EXERCISE GOAL:
Print all of the data below exactly as it appears, leaving out every image.

(Stored dataset items)

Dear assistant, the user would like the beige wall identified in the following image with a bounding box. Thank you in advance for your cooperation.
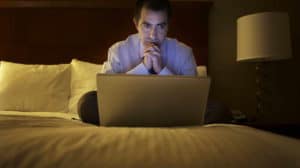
[177,0,299,123]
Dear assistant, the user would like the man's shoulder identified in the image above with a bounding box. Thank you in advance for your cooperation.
[165,37,192,53]
[109,34,139,51]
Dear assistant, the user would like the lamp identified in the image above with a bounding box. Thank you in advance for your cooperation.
[237,12,292,121]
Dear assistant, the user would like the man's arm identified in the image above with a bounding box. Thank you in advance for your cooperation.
[101,40,180,75]
[180,48,197,76]
[101,45,122,74]
[102,43,150,75]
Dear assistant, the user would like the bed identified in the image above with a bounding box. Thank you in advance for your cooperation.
[1,112,300,168]
[0,1,300,168]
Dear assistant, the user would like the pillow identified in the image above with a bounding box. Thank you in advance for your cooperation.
[197,66,207,77]
[0,61,70,112]
[69,59,102,114]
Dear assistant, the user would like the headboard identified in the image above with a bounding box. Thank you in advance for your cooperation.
[0,1,212,65]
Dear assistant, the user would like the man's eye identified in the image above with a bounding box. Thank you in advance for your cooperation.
[143,23,151,29]
[158,24,166,29]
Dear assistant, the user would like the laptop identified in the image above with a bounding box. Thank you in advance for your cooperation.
[96,74,210,127]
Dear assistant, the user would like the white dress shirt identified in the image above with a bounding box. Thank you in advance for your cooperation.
[102,34,197,76]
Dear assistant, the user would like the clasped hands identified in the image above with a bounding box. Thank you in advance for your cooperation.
[142,42,163,74]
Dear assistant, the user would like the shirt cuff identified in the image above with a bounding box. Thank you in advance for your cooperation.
[158,67,174,75]
[126,63,150,75]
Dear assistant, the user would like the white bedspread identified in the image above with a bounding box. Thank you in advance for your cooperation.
[0,112,299,168]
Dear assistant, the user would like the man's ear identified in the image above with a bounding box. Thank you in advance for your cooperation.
[133,18,139,31]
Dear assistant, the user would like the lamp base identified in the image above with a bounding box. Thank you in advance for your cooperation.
[255,62,275,122]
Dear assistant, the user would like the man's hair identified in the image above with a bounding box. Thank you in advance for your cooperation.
[134,0,172,22]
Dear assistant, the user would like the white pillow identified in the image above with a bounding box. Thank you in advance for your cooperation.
[0,61,70,112]
[69,59,102,114]
[197,66,207,77]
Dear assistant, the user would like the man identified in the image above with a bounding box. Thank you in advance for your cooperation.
[78,0,198,125]
[102,0,197,75]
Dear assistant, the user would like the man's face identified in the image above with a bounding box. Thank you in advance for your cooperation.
[134,7,168,47]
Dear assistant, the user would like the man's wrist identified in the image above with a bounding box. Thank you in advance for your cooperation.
[155,67,163,74]
[148,67,157,74]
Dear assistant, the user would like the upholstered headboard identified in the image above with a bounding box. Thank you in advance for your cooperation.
[0,1,212,65]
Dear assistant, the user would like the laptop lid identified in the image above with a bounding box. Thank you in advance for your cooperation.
[97,74,210,127]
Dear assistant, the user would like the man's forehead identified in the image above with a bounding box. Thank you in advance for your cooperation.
[140,8,168,24]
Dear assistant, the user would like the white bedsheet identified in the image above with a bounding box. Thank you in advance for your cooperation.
[0,112,299,168]
[0,111,80,120]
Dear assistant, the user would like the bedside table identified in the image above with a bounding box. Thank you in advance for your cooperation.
[231,111,300,139]
[232,121,300,139]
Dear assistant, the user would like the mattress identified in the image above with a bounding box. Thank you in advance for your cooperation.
[0,111,299,168]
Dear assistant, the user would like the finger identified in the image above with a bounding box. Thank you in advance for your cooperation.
[143,42,153,47]
[144,45,160,53]
[151,56,157,65]
[143,55,152,69]
[150,55,160,65]
[151,55,161,63]
[145,43,160,50]
[151,45,160,52]
[144,47,158,54]
[149,51,161,58]
[144,41,159,48]
[151,56,162,73]
[143,52,154,59]
[148,55,153,63]
[144,48,161,56]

SOLUTION FOR THIS EXERCISE:
Dear assistant, the user would like the beige wall identified in the following image with a bounding box. Thank you in advance for your cooperation.
[177,0,299,123]
Dear assistant, the user would like the man's shoulder identified in the image above with a bounding box. Thank you in advance for your cooperation.
[165,37,192,53]
[109,34,139,51]
Dear assistant, the user would like the lamp identified in the image above with a bounding box. Thank you in advance for your cooperation.
[237,12,292,121]
Dear assistant, the user would like the man's arm identified in the image above with a bounding box. Thank you in advance for your cooperation.
[101,40,180,75]
[180,48,197,76]
[101,45,122,74]
[102,43,150,75]
Dear assistant, the user would like the bed identified in the image above with a bounding box. Thank you in advance for your cooperation.
[1,112,300,168]
[0,1,300,168]
Dear assistant, the user would like the pillow identified in the image above with a bounding box. Thank you in advance for your cooperation.
[197,66,207,77]
[0,61,70,112]
[69,59,102,114]
Dear assistant, the user would like the headboard identified in the image above with a bounding box. Thank you in advance for your cooperation.
[0,1,212,65]
Dear assistant, the user would like the man's eye identified in the image above with a bounding box. Thank you in advance for your cooperation.
[143,23,151,29]
[158,24,166,29]
Dear assistant, the user would like the laptop identified in the image above with a bounding box. Thank you in advance for your cooperation.
[96,74,210,127]
Dear assistant, the user would like the white dress shirt identified in the image above with a bounding box. Thank you in advance for your cooperation.
[102,34,197,76]
Dear assistant, the user would like the clasped hands identified in the image above with a bounding box. Thank you in advance for your cooperation.
[142,42,163,74]
Dear assistant, the user would like the shirt cuff identified in the image above with a bounding box. Thank you in advance for your cooperation.
[158,67,174,75]
[126,63,150,75]
Dear assistant, the user would like the white bedspread identified in the image above with a bounding box. Thank you in advance for your cooperation.
[0,112,299,168]
Dear assistant, the user would like the man's ear identified in the image above with a bounding box. Thank you in advance for your cooperation.
[133,18,139,31]
Dear assistant, the user would like the lamp base identified in the image above with a bounding box. Thank you in advance for your cooperation.
[255,62,275,122]
Dear assistant, the user would like the man's hair identified in the image above with a bounding box. Thank you in advance for your cooperation.
[134,0,172,22]
Dear assistant, the user would like the white pillow identified in the image above with a bounding box. Thank you in advance for your cooperation.
[0,61,70,112]
[69,59,102,114]
[197,66,207,77]
Dear assistant, the user would like the man identified in the image above with a bounding box. Thank you in advance for your cooperation.
[78,0,198,125]
[102,0,197,75]
Dear assistant, the user would like the man's face identified in the image above with a bounding box. Thank you in advance for your cooperation.
[134,7,168,47]
Dear assistant, the user would like the man's wrist identified in the image above with a bounding box. Thank you in advance for your cooperation.
[155,67,163,74]
[148,67,157,74]
Dear assistant, the user would like the upholstered headboard identified in the image above with a bounding box. Thank you in advance for your cooperation.
[0,1,212,65]
Dear assistant, the user would like the laptop lid identified in the image above with a bounding box. Thank you in advance for your cooperation.
[97,74,210,127]
Dear assistant, the user would like the man's forehead identified in the image above with a bounding box. Thank you in advance for your cooperation.
[140,8,168,24]
Dear assistant, the user would like the white bedsheet identified in the image above with a bounding box. Thank you in advance for your cooperation.
[0,112,299,168]
[0,111,80,120]
Dear assistant, the user would like the bedside table identified in the image above with a bounding box. Thank you in advance for your cooperation.
[231,111,300,139]
[232,121,300,139]
Dear assistant, the user would like the mattress identified in the image above with a bounding box. Thank you in advance for your cooperation.
[0,111,299,168]
Dear assistant, the user would like the finger identified in the image above with a bounding box. Thank you in advance for your cooperation.
[143,42,153,47]
[144,45,160,53]
[151,56,157,65]
[143,55,152,69]
[150,55,160,65]
[151,55,161,63]
[145,43,160,50]
[151,45,160,52]
[144,47,158,54]
[149,51,161,58]
[144,41,159,48]
[151,56,162,73]
[143,52,154,59]
[148,55,153,63]
[144,48,161,56]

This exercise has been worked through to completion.